**Problem to solve:** Transcribe the lines of the records starting with the one that has "bus side window?" in it and ending with the last, and transcribe nothing else.

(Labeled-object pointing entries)
======
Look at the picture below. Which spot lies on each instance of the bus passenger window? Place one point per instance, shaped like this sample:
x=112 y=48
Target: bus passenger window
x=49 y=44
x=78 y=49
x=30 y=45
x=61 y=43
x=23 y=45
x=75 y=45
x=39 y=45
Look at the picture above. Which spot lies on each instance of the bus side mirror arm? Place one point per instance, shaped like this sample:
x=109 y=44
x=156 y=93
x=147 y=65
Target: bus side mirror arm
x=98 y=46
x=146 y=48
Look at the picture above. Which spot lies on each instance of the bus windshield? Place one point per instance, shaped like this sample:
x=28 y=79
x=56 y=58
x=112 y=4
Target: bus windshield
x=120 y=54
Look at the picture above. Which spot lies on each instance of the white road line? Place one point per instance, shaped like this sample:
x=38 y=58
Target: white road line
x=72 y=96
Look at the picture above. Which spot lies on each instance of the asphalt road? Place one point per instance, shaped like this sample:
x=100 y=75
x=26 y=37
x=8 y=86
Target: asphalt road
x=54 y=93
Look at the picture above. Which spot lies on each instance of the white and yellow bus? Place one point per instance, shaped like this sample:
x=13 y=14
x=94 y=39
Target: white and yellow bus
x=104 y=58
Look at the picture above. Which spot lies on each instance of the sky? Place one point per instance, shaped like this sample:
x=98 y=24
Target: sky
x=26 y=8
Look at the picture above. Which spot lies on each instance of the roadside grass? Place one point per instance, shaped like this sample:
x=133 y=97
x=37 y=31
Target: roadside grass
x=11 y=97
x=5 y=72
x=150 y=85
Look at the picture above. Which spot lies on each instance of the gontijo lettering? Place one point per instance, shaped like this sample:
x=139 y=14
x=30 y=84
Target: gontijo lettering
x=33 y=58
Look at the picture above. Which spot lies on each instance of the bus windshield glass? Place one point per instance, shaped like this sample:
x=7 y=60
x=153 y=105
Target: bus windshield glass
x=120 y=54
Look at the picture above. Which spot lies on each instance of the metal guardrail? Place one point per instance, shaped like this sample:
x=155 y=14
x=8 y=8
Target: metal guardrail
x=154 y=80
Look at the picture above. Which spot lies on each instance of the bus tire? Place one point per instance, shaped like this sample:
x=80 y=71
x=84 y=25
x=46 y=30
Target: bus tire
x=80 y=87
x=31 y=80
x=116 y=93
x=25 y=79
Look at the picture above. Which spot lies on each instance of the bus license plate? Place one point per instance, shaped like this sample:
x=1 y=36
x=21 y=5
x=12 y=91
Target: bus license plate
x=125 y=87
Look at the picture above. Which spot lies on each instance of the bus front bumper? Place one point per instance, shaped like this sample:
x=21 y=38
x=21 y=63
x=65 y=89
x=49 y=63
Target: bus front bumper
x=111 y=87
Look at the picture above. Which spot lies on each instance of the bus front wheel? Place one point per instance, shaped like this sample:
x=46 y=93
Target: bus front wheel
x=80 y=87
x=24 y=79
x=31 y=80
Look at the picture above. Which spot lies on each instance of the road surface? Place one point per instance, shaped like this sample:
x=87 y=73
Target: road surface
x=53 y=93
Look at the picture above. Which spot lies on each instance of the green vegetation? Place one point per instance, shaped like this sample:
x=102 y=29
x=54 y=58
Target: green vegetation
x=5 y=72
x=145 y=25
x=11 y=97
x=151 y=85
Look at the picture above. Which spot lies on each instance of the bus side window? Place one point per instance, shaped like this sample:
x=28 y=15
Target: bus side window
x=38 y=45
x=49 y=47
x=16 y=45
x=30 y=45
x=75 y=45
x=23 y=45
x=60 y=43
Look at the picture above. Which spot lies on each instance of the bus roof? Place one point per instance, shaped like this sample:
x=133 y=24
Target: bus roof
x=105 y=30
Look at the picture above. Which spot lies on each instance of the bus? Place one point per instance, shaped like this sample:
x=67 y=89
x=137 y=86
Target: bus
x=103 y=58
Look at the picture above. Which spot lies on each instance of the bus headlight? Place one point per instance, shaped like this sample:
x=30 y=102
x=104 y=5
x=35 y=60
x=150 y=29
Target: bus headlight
======
**Result below:**
Look at the picture above. Which spot lies on each instance of the bus side window? Place one point per instance, shaped like this sample:
x=28 y=15
Target: bus side window
x=38 y=45
x=49 y=47
x=16 y=45
x=30 y=45
x=75 y=45
x=23 y=45
x=60 y=43
Look at the picture above. Which spot lies on each instance of the bus roof? Place one point per instance, shaped like this sample:
x=133 y=24
Target: bus roof
x=105 y=30
Look at the picture above. Which spot lies on each instance of the bus? Place one point per instance, shaped like this sample:
x=67 y=89
x=137 y=86
Target: bus
x=103 y=58
Look at the picture above. Which spot lies on each instance of the bus headlight? Place one point per instance, shaped like this sample:
x=30 y=102
x=104 y=5
x=35 y=60
x=150 y=29
Target: bus headlight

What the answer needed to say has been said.